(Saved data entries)
--------------------------------------------------
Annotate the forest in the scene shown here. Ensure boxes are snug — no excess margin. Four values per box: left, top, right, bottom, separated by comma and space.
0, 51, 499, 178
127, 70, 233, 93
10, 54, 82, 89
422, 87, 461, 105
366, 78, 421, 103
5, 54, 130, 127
--------------------------------------------------
● **What needs to be done**:
The records above are to be set down again exactly as written.

● **Response**:
Annotate the forest in the scene shown here. Ensure boxes are snug — no excess margin. Four values per box: left, top, right, bottom, separated by comma and space.
0, 51, 499, 178
127, 70, 233, 93
10, 54, 82, 89
422, 87, 461, 105
366, 78, 421, 103
5, 54, 130, 127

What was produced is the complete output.